* Seitenauszug *
▶
Eine Frau schläft in ihrem Bett.

Die Bedeutung unserer Träume

Wovon haben Sie letzte Nacht geträumt? Durften Sie einen alten Bekannten wiedersehen, ihr verstorbenes Grosi umarmen oder gar fliegen? Vielleicht können Sie sich auch gar nicht an Ihren Traum erinnern. Welche Bedeutung unsere Träume haben, zu welchem Zweck wir träumen und wie wir sie im Alltag nutzen können erklärt uns Fachpsychologin Esther Damas.

   Kurz und einfach

Alle Menschen träumen.
Manchmal erinnern wir uns nicht daran.
Man kann Träume auch für den Alltag nutzen.
Mit Übung kann man sich besser an seine Träume erinnern.
Schreiben Sie dazu Ihre Träume auf.
◀
* Schriftliche Aufgabe a *
Prüfen Sie, ob die folgenden Aussagen mit dem Seitenauszug übereinstimmen: (i) Nicht alle Menschen träumen. (ii) Man kann Träume auch im Alltag nutzen. (iii) Esther Damas ist Fachpsychologin. Antworten Sie jeweils mit Ja oder Nein und zitieren Sie die entscheidenden Worte wörtlich.

* Die Datensätze *
▶
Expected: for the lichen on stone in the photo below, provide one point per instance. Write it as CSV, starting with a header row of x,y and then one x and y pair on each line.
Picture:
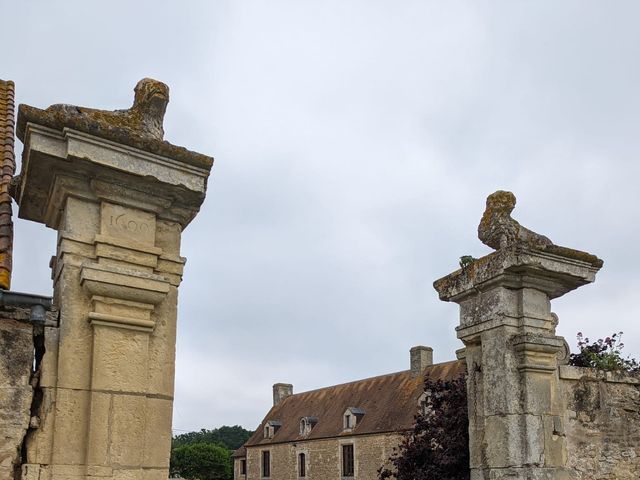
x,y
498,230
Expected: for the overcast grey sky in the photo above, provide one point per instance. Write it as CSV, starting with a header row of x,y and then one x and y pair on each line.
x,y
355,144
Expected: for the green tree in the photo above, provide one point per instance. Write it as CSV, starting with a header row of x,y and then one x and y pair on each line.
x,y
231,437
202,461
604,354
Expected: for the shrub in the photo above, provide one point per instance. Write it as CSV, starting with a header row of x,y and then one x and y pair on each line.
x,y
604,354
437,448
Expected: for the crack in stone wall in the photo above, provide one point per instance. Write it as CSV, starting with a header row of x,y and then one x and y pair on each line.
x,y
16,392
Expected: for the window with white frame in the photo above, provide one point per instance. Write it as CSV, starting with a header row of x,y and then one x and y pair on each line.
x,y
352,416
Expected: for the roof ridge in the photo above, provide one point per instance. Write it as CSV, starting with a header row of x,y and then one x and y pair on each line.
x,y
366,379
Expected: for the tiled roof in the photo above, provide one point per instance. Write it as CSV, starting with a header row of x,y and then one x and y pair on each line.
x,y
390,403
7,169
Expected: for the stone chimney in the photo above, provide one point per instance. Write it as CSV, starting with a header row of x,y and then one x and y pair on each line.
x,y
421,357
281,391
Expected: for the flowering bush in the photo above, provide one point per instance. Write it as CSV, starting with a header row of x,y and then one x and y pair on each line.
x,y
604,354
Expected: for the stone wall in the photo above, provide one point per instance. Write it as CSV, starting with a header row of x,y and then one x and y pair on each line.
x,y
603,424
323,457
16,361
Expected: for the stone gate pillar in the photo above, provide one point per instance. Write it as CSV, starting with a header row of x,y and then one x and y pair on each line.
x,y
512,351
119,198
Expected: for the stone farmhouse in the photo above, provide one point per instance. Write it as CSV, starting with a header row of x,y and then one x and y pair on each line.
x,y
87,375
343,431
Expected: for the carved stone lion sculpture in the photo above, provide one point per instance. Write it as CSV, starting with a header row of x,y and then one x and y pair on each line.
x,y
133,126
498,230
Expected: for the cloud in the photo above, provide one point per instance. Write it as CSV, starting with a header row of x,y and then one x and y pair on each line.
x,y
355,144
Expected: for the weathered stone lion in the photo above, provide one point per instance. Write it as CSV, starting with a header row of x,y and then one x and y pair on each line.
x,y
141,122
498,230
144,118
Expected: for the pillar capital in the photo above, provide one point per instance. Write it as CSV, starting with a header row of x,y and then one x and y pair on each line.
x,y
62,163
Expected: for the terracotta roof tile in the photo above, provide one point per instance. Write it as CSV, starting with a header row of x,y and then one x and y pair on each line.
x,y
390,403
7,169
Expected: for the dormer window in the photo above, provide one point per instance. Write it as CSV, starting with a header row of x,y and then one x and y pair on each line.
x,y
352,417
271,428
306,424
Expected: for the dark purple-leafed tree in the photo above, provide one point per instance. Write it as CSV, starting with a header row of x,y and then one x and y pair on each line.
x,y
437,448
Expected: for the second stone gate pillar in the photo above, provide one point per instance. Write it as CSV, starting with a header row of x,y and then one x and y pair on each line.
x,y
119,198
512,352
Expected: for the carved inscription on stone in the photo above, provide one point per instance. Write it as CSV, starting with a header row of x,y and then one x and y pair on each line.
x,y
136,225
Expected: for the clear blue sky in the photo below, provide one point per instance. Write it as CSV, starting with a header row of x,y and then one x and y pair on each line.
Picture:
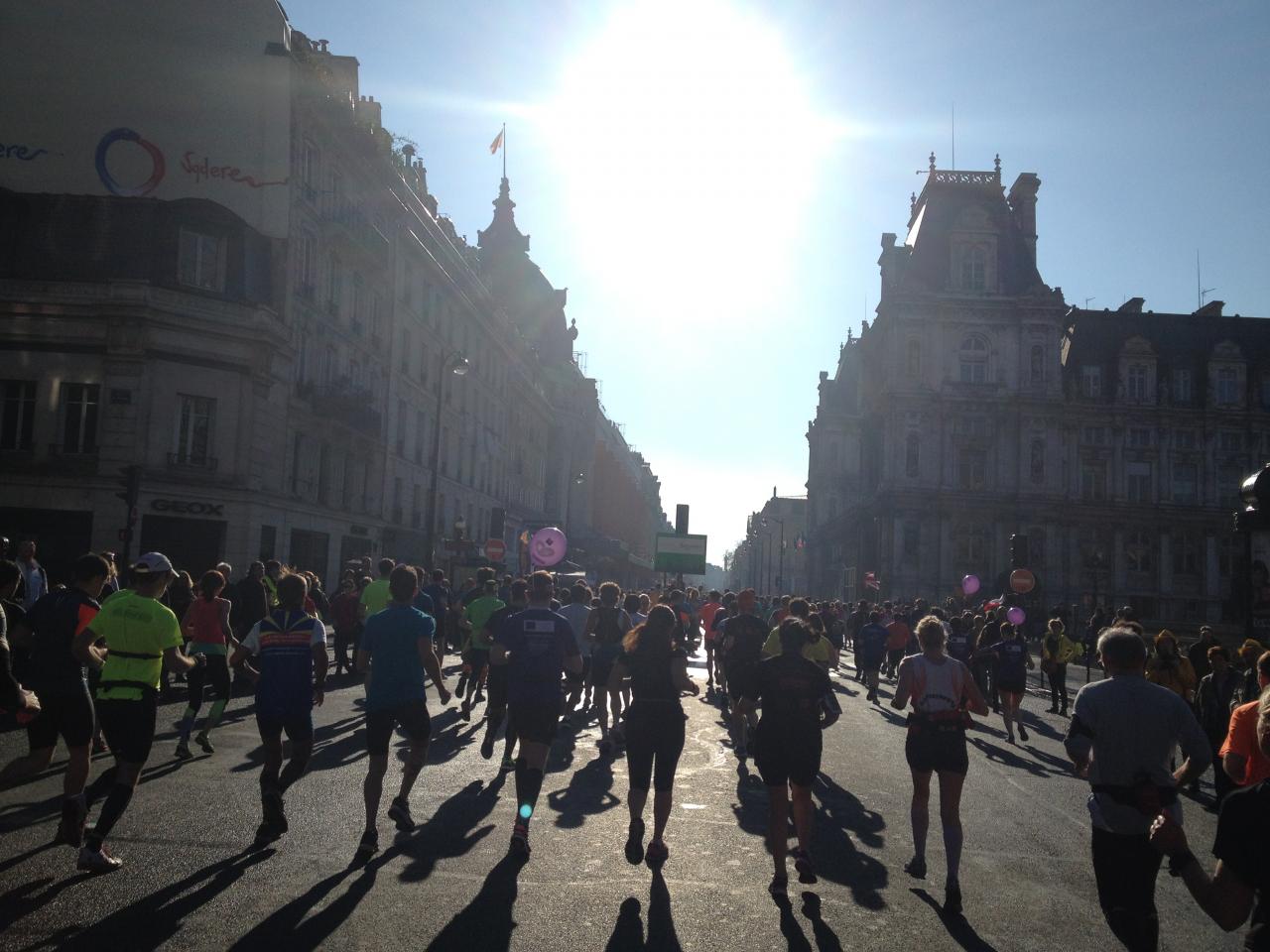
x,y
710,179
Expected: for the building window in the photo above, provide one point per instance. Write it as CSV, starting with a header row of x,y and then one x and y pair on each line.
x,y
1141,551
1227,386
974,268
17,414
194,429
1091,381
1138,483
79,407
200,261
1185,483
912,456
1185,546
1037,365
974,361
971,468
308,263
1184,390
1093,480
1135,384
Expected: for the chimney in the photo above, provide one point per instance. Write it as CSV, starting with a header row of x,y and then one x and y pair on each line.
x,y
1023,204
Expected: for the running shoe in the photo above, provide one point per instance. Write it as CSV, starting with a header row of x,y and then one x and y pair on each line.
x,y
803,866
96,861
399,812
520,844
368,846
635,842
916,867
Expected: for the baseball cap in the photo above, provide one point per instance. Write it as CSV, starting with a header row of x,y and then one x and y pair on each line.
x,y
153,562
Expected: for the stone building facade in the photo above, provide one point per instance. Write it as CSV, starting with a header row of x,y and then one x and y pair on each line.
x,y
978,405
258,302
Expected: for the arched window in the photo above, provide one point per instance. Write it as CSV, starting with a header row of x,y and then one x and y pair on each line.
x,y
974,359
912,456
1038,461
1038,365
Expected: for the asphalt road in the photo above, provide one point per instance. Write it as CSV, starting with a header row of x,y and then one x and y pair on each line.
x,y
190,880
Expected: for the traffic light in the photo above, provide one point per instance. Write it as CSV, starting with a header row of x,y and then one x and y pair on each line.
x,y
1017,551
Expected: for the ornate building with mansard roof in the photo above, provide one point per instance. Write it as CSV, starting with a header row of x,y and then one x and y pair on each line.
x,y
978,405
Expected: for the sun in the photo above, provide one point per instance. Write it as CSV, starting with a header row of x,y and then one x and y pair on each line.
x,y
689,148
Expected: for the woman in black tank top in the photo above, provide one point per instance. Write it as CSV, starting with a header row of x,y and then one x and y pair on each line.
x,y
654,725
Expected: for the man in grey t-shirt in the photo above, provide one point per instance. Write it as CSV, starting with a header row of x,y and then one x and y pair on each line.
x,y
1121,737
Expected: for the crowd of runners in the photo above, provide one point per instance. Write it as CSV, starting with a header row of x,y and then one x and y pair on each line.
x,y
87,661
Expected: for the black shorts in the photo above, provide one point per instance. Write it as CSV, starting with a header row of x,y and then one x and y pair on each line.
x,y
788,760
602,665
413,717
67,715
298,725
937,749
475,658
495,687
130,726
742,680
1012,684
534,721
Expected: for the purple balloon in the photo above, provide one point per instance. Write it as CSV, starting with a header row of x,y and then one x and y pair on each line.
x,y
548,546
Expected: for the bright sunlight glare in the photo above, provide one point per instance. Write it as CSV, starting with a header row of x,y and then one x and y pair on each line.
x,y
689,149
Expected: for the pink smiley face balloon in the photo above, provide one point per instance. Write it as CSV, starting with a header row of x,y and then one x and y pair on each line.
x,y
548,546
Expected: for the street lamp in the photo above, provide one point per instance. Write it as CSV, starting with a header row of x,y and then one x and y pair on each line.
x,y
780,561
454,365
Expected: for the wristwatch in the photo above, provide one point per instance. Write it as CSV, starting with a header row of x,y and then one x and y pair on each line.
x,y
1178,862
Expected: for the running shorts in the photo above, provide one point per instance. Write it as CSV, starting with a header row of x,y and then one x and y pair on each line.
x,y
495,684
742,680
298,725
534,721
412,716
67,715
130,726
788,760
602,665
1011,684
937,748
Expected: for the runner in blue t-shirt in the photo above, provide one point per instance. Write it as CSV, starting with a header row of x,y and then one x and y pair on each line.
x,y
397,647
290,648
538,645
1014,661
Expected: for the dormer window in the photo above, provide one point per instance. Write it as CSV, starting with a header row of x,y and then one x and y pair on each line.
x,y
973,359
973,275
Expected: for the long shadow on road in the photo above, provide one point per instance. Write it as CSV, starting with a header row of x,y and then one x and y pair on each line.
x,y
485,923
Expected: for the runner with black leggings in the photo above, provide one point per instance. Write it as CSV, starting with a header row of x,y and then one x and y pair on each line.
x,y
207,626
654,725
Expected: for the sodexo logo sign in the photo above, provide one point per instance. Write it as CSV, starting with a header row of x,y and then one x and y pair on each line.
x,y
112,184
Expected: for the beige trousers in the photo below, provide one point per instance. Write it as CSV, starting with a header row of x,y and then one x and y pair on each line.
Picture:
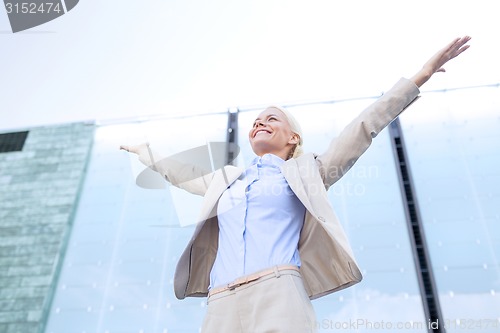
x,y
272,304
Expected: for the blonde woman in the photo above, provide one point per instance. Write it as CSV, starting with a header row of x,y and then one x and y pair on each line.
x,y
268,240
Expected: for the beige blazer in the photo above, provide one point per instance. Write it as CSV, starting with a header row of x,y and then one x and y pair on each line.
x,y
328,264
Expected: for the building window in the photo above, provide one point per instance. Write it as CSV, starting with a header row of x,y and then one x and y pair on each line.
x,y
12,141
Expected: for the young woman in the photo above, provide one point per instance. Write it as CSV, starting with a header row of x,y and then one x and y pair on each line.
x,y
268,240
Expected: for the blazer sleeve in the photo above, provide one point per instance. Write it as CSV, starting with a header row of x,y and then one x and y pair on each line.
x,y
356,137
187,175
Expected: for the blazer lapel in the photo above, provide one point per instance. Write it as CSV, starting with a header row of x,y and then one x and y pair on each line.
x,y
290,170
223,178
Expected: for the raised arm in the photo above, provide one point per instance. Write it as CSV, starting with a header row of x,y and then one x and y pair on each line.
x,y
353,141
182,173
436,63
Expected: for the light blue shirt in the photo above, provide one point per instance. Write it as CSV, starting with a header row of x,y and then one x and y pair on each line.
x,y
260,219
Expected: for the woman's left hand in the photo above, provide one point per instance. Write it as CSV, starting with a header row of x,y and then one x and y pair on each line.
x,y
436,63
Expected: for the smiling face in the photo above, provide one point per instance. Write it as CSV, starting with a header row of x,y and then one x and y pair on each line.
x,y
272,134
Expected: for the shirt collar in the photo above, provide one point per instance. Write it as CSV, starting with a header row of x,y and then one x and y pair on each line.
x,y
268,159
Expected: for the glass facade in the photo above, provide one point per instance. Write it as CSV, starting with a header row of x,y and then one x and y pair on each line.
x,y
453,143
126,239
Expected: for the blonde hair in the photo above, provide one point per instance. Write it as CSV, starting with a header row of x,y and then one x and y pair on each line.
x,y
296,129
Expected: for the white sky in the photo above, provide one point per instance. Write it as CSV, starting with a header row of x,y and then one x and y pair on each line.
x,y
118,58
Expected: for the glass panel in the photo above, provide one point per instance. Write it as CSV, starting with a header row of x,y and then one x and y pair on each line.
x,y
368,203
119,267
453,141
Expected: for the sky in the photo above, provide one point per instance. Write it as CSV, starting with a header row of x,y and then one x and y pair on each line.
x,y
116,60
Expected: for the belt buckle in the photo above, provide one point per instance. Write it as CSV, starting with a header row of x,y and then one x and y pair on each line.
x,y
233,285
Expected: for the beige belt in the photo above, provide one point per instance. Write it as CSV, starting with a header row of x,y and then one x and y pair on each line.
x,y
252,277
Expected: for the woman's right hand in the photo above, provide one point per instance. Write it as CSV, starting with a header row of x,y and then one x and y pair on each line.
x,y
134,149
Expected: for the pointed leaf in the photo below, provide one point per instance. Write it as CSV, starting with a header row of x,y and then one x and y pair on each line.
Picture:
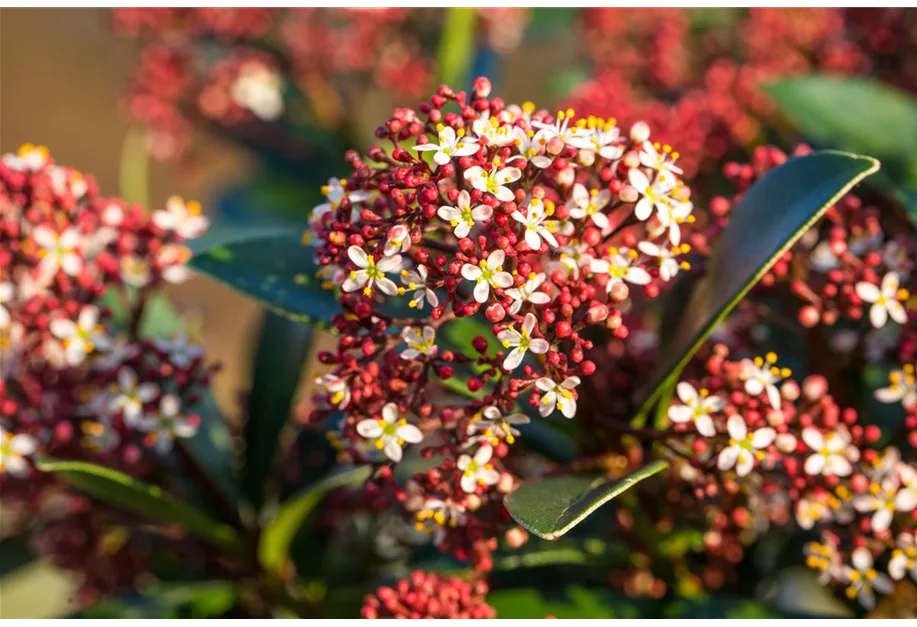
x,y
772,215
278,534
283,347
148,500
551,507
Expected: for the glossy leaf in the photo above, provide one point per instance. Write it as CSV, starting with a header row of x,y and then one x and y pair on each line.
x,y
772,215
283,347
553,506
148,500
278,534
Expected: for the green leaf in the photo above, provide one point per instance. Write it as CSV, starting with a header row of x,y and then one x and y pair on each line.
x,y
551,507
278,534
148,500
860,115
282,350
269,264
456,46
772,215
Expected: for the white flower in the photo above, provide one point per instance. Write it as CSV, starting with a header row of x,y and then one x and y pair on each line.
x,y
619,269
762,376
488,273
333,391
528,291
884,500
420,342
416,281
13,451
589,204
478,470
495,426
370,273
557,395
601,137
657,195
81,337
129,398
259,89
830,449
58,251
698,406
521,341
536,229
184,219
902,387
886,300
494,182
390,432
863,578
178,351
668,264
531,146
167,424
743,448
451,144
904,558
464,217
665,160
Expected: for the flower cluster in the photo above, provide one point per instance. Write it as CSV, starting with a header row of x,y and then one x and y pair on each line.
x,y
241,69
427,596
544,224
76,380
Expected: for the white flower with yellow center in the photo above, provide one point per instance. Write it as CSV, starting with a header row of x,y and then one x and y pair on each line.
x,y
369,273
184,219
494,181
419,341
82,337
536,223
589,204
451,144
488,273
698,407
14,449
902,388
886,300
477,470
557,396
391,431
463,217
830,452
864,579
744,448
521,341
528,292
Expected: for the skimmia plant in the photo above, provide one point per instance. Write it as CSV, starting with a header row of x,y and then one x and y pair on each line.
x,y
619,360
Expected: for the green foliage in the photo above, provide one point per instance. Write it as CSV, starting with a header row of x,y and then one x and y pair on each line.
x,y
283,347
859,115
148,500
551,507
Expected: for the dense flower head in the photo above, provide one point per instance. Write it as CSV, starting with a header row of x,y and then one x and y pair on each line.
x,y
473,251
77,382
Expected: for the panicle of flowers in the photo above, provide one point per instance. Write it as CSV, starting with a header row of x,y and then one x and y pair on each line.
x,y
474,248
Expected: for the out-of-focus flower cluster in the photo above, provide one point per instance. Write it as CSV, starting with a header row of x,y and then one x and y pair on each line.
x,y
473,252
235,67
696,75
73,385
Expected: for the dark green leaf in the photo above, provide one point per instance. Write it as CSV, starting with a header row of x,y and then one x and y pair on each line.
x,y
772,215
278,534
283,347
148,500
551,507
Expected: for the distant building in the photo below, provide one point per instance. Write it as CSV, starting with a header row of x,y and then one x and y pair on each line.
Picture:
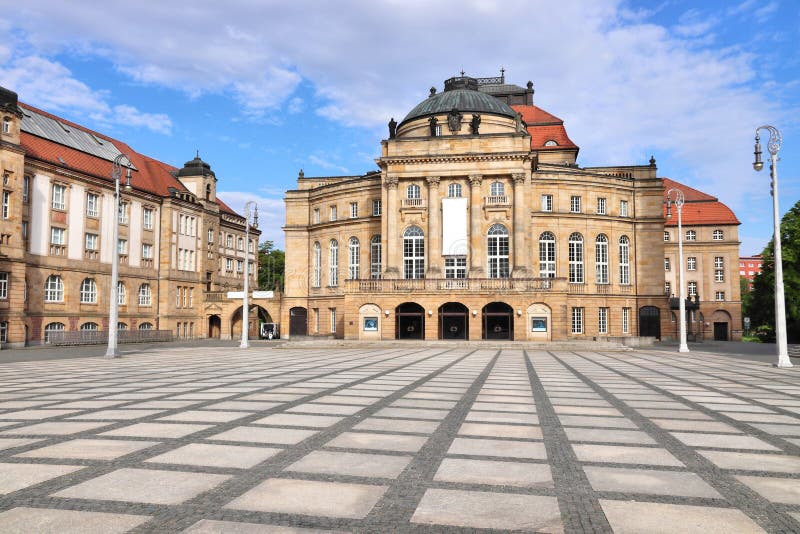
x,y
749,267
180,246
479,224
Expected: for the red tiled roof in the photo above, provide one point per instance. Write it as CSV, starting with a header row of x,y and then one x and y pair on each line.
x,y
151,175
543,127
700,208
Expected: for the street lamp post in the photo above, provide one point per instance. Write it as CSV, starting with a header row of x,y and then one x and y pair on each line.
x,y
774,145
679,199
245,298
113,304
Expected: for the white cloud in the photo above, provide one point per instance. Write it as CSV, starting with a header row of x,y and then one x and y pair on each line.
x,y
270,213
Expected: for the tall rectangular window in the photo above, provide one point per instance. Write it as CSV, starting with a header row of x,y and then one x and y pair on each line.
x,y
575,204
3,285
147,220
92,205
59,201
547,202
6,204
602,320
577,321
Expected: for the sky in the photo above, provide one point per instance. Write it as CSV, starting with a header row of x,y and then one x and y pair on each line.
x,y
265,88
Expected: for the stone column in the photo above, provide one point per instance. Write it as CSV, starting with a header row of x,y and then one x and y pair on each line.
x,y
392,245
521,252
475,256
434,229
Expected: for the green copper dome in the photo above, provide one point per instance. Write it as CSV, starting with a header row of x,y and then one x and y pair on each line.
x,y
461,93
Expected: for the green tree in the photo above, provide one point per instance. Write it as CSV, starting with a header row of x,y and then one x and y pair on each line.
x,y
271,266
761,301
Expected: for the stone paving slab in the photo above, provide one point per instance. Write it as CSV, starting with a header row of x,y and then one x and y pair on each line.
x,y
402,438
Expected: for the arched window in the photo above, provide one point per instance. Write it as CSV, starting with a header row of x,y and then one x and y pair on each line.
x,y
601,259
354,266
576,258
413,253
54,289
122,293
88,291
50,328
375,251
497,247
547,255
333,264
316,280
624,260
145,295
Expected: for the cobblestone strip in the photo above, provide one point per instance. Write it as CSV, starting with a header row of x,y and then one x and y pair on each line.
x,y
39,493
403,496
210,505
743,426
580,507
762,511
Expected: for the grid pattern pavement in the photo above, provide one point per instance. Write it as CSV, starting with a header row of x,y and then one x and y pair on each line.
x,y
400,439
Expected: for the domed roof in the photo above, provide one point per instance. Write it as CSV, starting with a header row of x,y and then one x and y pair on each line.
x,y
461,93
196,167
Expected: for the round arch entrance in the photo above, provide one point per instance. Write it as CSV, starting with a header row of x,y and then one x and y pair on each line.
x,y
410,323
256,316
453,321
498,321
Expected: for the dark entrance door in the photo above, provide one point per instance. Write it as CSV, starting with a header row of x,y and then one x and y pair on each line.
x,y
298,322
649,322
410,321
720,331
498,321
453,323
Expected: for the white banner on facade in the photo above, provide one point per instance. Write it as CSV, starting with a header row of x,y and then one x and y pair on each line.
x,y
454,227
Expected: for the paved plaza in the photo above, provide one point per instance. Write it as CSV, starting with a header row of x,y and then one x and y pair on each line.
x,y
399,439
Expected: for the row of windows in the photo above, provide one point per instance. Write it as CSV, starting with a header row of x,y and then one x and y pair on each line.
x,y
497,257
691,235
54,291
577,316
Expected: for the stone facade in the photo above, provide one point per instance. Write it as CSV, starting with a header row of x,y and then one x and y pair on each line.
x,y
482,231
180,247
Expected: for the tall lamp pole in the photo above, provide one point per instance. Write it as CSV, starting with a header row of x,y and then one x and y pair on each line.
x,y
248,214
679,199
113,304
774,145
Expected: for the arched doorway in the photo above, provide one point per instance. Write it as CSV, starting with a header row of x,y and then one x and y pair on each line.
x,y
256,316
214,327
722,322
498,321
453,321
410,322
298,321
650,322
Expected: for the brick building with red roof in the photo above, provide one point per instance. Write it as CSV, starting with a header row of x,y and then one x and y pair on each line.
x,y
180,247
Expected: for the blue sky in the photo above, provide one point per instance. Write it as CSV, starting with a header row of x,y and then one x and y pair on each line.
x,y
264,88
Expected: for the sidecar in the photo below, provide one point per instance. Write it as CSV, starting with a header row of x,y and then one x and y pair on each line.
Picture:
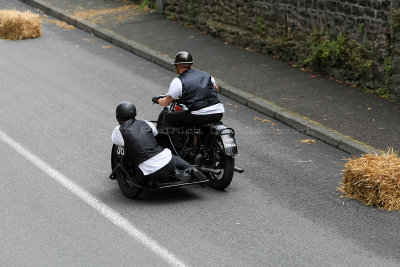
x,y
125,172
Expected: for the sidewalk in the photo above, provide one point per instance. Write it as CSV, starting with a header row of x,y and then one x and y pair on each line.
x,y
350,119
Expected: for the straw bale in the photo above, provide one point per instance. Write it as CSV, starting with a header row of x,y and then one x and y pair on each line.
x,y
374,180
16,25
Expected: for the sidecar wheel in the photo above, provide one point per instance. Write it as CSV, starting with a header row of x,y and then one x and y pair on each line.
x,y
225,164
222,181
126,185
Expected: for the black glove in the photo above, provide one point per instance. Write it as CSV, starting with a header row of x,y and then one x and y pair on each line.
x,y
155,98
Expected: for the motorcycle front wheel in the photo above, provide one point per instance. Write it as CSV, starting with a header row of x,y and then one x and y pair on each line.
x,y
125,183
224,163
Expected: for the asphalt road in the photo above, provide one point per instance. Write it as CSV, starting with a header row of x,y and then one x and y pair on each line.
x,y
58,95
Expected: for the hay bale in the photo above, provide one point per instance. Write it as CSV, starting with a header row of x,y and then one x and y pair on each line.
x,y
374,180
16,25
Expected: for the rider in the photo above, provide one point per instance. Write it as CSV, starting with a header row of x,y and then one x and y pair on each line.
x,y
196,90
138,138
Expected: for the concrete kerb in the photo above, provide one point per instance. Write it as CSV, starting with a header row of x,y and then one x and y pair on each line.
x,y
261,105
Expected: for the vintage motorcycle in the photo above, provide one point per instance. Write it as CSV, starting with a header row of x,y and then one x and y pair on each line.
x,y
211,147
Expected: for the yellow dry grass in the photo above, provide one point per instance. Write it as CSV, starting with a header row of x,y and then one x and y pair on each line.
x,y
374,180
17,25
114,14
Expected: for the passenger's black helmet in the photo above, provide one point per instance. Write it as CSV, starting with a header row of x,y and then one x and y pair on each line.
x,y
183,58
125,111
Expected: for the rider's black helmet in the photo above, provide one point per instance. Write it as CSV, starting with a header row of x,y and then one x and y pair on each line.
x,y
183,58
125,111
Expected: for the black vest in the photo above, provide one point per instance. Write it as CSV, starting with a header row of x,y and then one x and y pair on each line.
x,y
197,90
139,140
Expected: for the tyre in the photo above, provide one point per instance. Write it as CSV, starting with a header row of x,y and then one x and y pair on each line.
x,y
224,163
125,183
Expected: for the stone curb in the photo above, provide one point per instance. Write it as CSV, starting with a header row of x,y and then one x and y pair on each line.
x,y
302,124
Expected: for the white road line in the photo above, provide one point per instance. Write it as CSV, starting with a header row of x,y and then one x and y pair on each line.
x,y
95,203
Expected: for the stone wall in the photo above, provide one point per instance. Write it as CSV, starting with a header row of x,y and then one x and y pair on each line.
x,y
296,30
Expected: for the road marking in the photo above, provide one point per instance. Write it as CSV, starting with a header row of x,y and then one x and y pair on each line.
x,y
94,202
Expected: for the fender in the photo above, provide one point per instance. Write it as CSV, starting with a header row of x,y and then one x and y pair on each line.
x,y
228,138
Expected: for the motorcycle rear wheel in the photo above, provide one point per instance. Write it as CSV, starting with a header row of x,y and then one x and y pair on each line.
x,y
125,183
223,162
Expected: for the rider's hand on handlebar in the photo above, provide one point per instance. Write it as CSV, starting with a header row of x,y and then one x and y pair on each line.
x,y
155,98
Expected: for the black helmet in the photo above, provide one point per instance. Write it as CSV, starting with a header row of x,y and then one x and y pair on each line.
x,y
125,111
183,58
◀
* Schriftliche Aufgabe b *
Ermitteln Sie jede Zeile der Datensätze, die die Zeichenfolge "grey" enthält, und schreiben Sie diese Zeilen ab. Groß- und Kleinschreibung ist dabei zu beachten.

* Schriftliche Antwort a *
(i) Nein: „Alle Menschen träumen.“
(ii) Ja: „Man kann Träume auch für den Alltag nutzen.“
(iii) Ja: „erklärt uns Fachpsychologin Esther Damas“

* Schriftliche Antwort b *
Expected: for the overcast grey sky in the photo above, provide one point per instance. Write it as CSV, starting with a header row of x,y and then one x and y pair on each line.
Expected: for the man in grey t-shirt in the photo above, provide one point per instance. Write it as CSV, starting with a header row of x,y and then one x and y pair on each line.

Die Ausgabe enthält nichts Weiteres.